Extrait choisi:

Gisements de sécurité routière - direction de la recherche et des affaires scientifiques et techniques

Il résulte de l'expérience du fichier du Rhône qu'il serait nécessaire de construire un nouvel indice « blessés graves » fondé sur une approche réellement médicale et non pas seulement administrative et forfaitaire . Pour cela, les spécialistes préconisent d'utiliser les échelles internationales existantes pour la classification des lésions et handicaps et de les compléter en cas de décès par des autopsies. Une méthode serait, non pas de généraliser l'expérience conduite dans le département du Rhône, qui serait trop lourde et coûteuse, mais d'étendre à quelques départements cette méthode afin de détenir une base de données extrapolable à la France entière.

Il semble donc urgent d'améliorer la qualité des informations statistiques recueillies sur les accidents de la circulation routière, dans deux directions : la fiabilité et l'exhaustivité. Les pouvoirs publics en ont pris conscience en souhaitant créer des bases de données publiques pérennes.

3. Créer des bases de données publiques pérennes

Les pouvoirs publics reconnaissent que les résultats des bulletins d'analyse d'accident corporel (BAAC) ne sont pas suffisants, et que d'une manière générale, des informations manquent.

Il a donc été énoncé qu'un effort devait être consenti pour l'enrichissement des grandes bases de données de l'INRETS, concernant :

- les études détaillées d'accidents, en partenariat avec le LAB de Pugeot SA-Renault ;

- le registre des accidentés de la route dans le département du Rhône ;

- les procès-verbaux d'accidents

- la mobilité des usagers

- le comportement des conducteurs etc.

Consignes:
1. Dans l'extrait sur la sécurité routière, quels domaines sont énumérés pour l'enrichissement des grandes bases de données de l'INRETS ?
2. Rédigez la suite de l'extrait sur la sécurité routière, à partir de la fin de son dernier paragraphe.
Ces entrées n'ont aucun rapport avec l'extrait sur la sécurité routière.

Entrées tirées d'une collection:
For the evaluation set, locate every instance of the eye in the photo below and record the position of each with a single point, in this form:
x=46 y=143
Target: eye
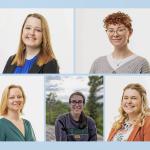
x=28 y=28
x=11 y=97
x=38 y=30
x=19 y=96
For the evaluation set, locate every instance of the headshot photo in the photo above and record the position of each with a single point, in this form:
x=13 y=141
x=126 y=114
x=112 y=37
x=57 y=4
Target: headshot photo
x=127 y=116
x=74 y=112
x=36 y=42
x=109 y=41
x=19 y=119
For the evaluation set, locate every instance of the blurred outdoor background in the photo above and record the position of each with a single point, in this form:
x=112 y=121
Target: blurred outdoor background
x=59 y=88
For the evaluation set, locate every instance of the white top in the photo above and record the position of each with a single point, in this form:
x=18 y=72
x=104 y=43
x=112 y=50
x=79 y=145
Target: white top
x=116 y=63
x=124 y=133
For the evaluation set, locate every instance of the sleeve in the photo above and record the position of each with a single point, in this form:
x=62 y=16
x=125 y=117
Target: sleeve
x=145 y=67
x=51 y=67
x=2 y=133
x=30 y=136
x=60 y=132
x=92 y=130
x=8 y=64
x=147 y=129
x=92 y=70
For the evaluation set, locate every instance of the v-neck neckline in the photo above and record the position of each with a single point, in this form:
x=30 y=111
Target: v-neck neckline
x=119 y=66
x=23 y=135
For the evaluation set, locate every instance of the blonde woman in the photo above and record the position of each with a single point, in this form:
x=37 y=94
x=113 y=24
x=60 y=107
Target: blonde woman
x=134 y=121
x=12 y=126
x=35 y=53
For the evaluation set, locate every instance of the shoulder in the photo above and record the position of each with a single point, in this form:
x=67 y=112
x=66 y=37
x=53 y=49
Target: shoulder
x=100 y=59
x=26 y=122
x=141 y=59
x=12 y=57
x=90 y=120
x=51 y=66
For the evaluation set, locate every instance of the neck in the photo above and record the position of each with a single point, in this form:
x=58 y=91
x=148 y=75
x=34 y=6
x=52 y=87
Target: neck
x=30 y=52
x=132 y=118
x=121 y=53
x=13 y=115
x=76 y=117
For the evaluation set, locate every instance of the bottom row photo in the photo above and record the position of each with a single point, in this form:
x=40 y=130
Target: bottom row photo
x=74 y=108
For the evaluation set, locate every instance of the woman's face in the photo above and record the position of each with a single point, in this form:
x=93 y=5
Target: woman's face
x=15 y=100
x=32 y=33
x=118 y=35
x=131 y=102
x=76 y=104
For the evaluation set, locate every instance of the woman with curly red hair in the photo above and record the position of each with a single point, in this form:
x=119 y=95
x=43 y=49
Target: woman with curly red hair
x=122 y=60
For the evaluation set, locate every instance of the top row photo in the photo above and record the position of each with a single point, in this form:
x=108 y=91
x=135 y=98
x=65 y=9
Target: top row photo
x=70 y=41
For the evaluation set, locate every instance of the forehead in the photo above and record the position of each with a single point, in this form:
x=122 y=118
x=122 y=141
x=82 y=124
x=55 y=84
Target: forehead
x=32 y=21
x=131 y=92
x=15 y=91
x=77 y=97
x=115 y=26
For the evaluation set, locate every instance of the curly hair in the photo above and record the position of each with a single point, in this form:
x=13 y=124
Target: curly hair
x=145 y=110
x=118 y=18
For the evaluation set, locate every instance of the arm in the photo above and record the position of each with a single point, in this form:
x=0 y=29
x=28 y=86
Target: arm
x=29 y=132
x=60 y=131
x=92 y=130
x=2 y=132
x=147 y=129
x=8 y=64
x=51 y=67
x=145 y=67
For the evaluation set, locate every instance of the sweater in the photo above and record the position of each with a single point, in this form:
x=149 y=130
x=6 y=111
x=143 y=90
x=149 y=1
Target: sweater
x=67 y=129
x=136 y=65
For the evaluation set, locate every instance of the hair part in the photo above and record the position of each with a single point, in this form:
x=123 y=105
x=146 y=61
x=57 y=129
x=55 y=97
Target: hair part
x=145 y=110
x=79 y=94
x=46 y=52
x=4 y=98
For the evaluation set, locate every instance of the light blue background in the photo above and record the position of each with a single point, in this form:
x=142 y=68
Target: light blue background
x=74 y=4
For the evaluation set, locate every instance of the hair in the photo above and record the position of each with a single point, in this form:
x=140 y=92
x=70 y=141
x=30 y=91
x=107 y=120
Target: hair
x=46 y=52
x=145 y=110
x=4 y=98
x=118 y=18
x=77 y=93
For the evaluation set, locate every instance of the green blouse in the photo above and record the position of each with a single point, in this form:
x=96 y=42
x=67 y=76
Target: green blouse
x=9 y=132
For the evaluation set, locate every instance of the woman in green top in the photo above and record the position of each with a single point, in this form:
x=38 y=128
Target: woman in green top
x=12 y=126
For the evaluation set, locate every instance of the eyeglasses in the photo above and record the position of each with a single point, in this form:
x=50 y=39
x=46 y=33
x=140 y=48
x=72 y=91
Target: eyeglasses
x=74 y=102
x=119 y=31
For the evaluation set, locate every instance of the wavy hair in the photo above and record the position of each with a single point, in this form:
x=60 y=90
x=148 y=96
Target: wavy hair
x=46 y=52
x=145 y=110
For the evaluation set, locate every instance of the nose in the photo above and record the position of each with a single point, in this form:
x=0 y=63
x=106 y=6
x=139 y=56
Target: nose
x=115 y=33
x=32 y=31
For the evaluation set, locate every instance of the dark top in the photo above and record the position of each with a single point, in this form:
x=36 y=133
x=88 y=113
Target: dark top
x=9 y=132
x=67 y=129
x=50 y=67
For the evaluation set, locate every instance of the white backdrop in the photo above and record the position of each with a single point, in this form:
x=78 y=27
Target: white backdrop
x=92 y=41
x=61 y=32
x=33 y=111
x=114 y=86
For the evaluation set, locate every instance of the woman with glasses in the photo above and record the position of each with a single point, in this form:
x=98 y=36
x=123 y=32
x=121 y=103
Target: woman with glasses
x=35 y=53
x=133 y=123
x=122 y=60
x=75 y=125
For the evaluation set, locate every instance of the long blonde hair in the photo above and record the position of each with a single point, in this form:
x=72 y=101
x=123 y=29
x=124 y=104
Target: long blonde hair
x=46 y=52
x=145 y=110
x=4 y=99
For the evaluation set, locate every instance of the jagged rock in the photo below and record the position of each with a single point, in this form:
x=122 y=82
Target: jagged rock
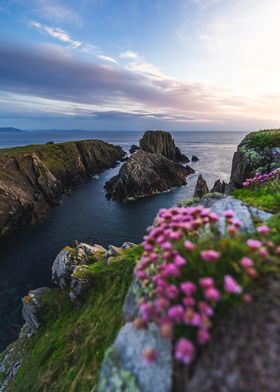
x=201 y=187
x=81 y=281
x=32 y=307
x=244 y=352
x=123 y=368
x=33 y=180
x=220 y=187
x=243 y=211
x=133 y=148
x=161 y=142
x=145 y=174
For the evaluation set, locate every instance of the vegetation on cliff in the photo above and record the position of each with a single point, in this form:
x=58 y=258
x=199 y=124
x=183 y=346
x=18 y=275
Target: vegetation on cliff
x=66 y=353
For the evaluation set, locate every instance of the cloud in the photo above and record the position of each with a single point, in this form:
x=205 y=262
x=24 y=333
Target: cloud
x=46 y=80
x=57 y=33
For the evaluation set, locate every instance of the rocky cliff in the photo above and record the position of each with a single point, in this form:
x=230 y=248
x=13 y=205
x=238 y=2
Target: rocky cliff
x=35 y=177
x=146 y=174
x=258 y=152
x=161 y=142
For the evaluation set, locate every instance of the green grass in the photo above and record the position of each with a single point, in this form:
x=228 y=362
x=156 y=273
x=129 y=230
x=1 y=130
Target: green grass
x=66 y=353
x=263 y=138
x=265 y=196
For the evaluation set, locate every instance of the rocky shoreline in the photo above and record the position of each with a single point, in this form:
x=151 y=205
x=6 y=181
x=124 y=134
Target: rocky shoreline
x=34 y=178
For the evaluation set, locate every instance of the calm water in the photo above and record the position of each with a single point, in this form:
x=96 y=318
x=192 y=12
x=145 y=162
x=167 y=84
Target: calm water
x=86 y=215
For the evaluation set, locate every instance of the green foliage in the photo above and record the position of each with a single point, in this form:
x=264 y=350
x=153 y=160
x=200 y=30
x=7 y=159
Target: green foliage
x=66 y=353
x=265 y=196
x=263 y=138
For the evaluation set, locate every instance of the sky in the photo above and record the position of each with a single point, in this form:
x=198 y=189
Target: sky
x=197 y=65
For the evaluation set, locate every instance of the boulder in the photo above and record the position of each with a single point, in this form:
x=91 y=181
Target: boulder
x=32 y=307
x=244 y=352
x=201 y=187
x=161 y=142
x=124 y=369
x=145 y=174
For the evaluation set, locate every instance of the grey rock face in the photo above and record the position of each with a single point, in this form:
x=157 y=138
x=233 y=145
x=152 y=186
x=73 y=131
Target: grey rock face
x=243 y=355
x=32 y=307
x=161 y=142
x=63 y=267
x=201 y=187
x=124 y=368
x=146 y=174
x=242 y=210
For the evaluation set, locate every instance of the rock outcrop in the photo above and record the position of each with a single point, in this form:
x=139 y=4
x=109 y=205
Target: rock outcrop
x=201 y=187
x=34 y=178
x=161 y=142
x=146 y=174
x=258 y=152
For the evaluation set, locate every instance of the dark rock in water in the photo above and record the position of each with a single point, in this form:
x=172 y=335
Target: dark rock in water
x=201 y=187
x=161 y=142
x=220 y=187
x=133 y=148
x=34 y=178
x=145 y=174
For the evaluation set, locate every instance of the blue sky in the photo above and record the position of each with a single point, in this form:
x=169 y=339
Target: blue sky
x=137 y=64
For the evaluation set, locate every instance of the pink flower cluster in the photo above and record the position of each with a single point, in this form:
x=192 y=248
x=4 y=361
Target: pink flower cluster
x=261 y=178
x=180 y=281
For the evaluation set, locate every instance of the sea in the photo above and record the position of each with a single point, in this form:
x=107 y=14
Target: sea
x=86 y=215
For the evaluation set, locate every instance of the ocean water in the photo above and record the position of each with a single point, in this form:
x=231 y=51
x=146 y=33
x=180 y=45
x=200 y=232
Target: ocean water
x=86 y=215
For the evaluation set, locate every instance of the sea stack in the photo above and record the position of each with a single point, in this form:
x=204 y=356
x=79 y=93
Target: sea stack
x=161 y=142
x=146 y=174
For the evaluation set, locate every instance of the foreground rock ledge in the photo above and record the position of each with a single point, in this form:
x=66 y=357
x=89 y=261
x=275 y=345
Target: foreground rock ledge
x=146 y=174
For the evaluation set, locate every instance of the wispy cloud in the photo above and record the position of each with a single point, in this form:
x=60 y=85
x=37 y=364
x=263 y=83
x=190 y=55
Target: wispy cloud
x=63 y=36
x=57 y=33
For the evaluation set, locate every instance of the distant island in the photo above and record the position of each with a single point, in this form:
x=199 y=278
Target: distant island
x=10 y=129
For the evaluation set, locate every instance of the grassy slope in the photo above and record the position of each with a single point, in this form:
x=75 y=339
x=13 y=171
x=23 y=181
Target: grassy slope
x=66 y=353
x=266 y=196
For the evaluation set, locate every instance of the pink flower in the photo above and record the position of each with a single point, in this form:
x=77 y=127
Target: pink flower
x=176 y=313
x=254 y=244
x=210 y=255
x=203 y=336
x=189 y=246
x=229 y=214
x=184 y=350
x=149 y=355
x=246 y=262
x=231 y=286
x=179 y=261
x=247 y=298
x=212 y=294
x=205 y=283
x=188 y=288
x=205 y=309
x=264 y=230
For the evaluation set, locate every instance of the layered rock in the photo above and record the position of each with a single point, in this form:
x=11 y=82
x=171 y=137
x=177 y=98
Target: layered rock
x=146 y=174
x=201 y=187
x=161 y=142
x=258 y=152
x=34 y=178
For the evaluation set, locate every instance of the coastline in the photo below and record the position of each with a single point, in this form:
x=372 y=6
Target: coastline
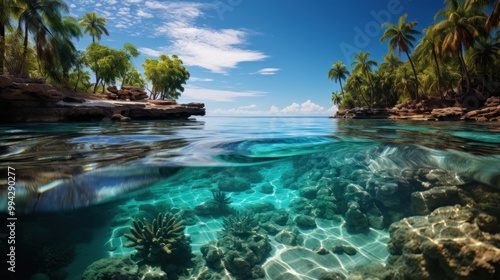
x=432 y=109
x=31 y=100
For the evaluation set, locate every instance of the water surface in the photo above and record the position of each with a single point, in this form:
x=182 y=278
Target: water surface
x=123 y=166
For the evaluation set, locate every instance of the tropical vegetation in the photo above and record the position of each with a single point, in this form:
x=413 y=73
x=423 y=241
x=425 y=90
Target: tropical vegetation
x=457 y=56
x=37 y=39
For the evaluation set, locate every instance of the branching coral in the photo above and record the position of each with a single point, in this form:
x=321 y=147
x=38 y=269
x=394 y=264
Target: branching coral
x=240 y=224
x=222 y=201
x=155 y=240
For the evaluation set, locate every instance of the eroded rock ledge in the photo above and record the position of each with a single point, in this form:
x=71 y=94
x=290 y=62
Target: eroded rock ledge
x=432 y=109
x=31 y=100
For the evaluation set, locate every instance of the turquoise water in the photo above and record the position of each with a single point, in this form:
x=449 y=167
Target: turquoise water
x=89 y=180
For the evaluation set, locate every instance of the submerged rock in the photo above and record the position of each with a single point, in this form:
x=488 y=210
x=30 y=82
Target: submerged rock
x=111 y=268
x=423 y=203
x=447 y=244
x=355 y=220
x=304 y=221
x=291 y=238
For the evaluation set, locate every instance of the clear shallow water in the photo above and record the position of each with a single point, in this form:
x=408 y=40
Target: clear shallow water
x=123 y=166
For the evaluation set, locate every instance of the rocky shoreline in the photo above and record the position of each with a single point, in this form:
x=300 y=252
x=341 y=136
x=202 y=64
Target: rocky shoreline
x=432 y=109
x=31 y=100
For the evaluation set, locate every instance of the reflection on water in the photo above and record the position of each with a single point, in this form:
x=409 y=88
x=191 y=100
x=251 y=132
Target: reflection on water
x=325 y=190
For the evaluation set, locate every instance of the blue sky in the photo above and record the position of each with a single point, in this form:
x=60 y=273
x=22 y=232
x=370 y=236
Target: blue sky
x=255 y=57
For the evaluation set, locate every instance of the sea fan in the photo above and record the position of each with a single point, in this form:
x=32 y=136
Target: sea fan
x=155 y=240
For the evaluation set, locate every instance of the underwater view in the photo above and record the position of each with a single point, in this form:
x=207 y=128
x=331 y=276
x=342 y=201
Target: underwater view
x=252 y=198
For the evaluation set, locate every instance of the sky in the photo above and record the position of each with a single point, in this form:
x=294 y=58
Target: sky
x=255 y=57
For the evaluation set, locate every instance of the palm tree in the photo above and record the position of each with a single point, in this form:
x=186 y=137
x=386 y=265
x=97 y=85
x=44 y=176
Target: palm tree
x=338 y=72
x=391 y=61
x=94 y=25
x=7 y=8
x=494 y=18
x=401 y=36
x=58 y=54
x=336 y=98
x=460 y=26
x=42 y=19
x=430 y=42
x=484 y=54
x=364 y=66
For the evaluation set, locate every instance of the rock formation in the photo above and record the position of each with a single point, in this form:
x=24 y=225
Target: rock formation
x=31 y=100
x=429 y=109
x=127 y=92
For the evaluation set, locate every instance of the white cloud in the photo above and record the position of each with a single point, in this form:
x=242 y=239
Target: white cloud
x=144 y=14
x=215 y=50
x=196 y=79
x=150 y=52
x=268 y=71
x=204 y=94
x=307 y=108
x=253 y=106
x=124 y=11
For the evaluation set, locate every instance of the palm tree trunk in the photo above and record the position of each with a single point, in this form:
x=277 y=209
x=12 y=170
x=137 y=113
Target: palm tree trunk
x=372 y=90
x=25 y=50
x=2 y=47
x=464 y=68
x=438 y=71
x=416 y=76
x=341 y=89
x=77 y=80
x=97 y=82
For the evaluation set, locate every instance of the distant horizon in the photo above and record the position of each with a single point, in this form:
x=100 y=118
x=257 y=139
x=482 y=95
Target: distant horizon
x=254 y=57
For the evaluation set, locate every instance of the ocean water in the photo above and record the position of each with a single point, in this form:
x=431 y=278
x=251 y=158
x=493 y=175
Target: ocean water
x=79 y=186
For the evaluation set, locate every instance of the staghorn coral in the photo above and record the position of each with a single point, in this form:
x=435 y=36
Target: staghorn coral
x=157 y=240
x=240 y=224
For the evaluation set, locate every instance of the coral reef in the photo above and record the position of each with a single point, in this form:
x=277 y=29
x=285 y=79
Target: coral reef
x=239 y=250
x=112 y=268
x=452 y=242
x=222 y=201
x=161 y=241
x=240 y=224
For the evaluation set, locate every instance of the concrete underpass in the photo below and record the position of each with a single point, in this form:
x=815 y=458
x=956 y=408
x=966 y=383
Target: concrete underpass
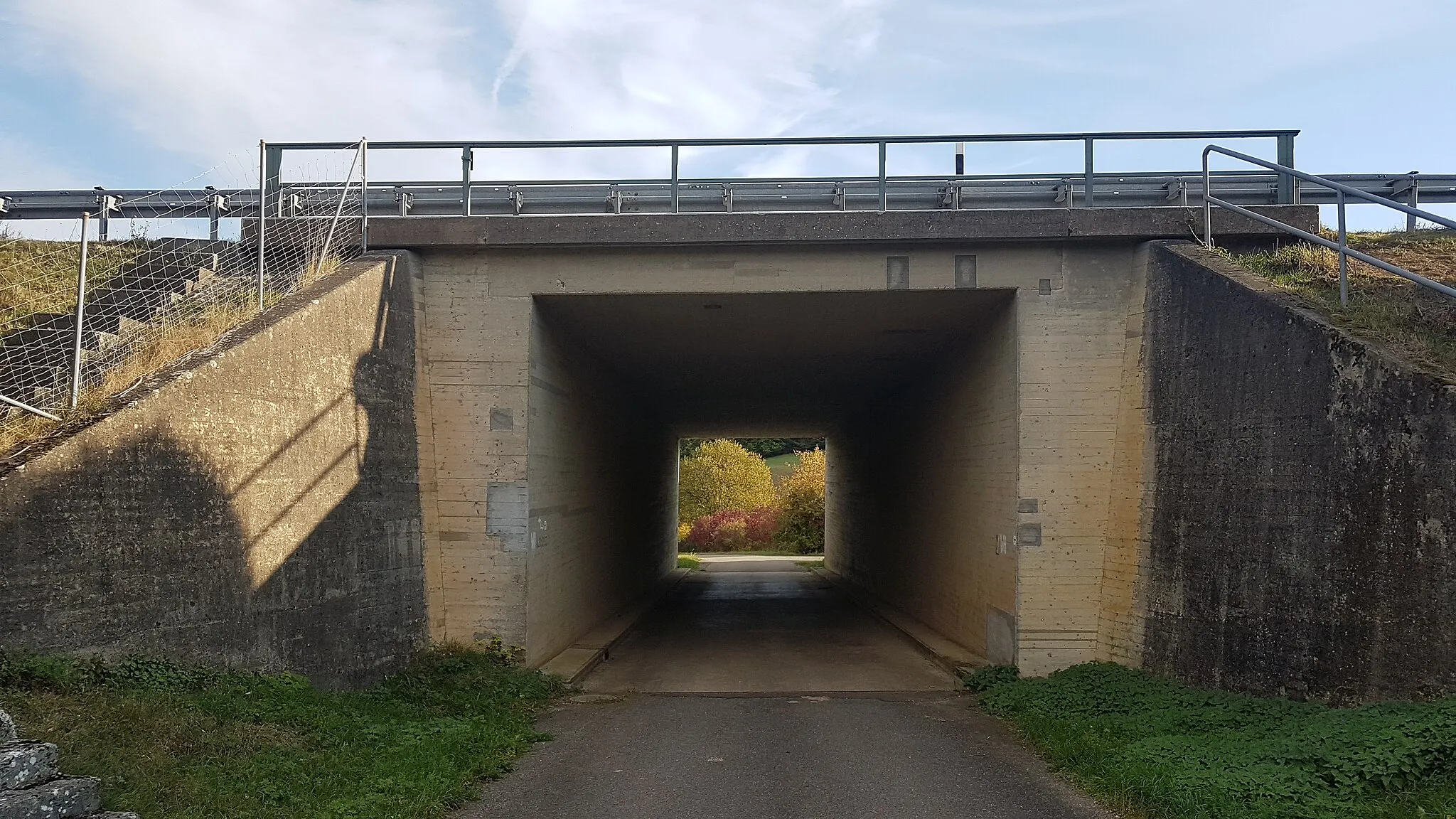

Réponses dans l'ordre:
1.
- les études détaillées d'accidents
- le registre des accidentés de la route dans le département du Rhône
- les procès-verbaux d'accidents
- la mobilité des usagers
- le comportement des conducteurs

2.
L'enrichissement et l'exploitation des bases de données a un coût non négligeable, comme le souligne le rapport d'inspection précité de l'INRETS :

« Il est indispensable de prévoir les financements récurrents qui permettront la pérennisation de ces bases de données, lorsque cela est nécessaire compte tenu des objectifs scientifiques et de veiller à l'exploitation de celles-ci en vue d'apporter des analyses pertinentes susceptibles d'alimenter la recherche et l'aide à la décision. »

« La pérennisation des bases de données a un coût élevé et nécessitera une aide importante des tutelles et un partage financier avec les partenaires de l'institut. »

Les données publiques peuvent être enrichies par l'accès aux données « privées », mais avec des risques évidents quant à un accès régulier à l'information et surtout avec les inévitables manques qui en résultent.

Ainsi, le LAB dispose d'une banque de données très importante pour les véhicules (11.000 voitures analysées) ainsi que de données sur les piétons et les deux roues. Les études issues de l'exploitation de ces bases de données sont utilisées par les constructeurs automobiles français mais aussi les pouvoirs publics et instances de réglementation (ministère de l'équipement et des transports, INRETS, commission européenne) et dans le cadre des programmes de recherche nationaux (PREDIT) et internationaux (PCRD).

Cependant, il est évident que les données collectées par les constructeurs automobiles ou encore les informations détenues par les sociétés d'assurance sur les accidents de la circulation ne sont pas communiquées en totalité aux autorités publiques et notamment aux organismes publics de recherche . Dans ces conditions, il est impératif de disposer d'informations publiques faibles et de renforcer le partenariat avec le secteur privé.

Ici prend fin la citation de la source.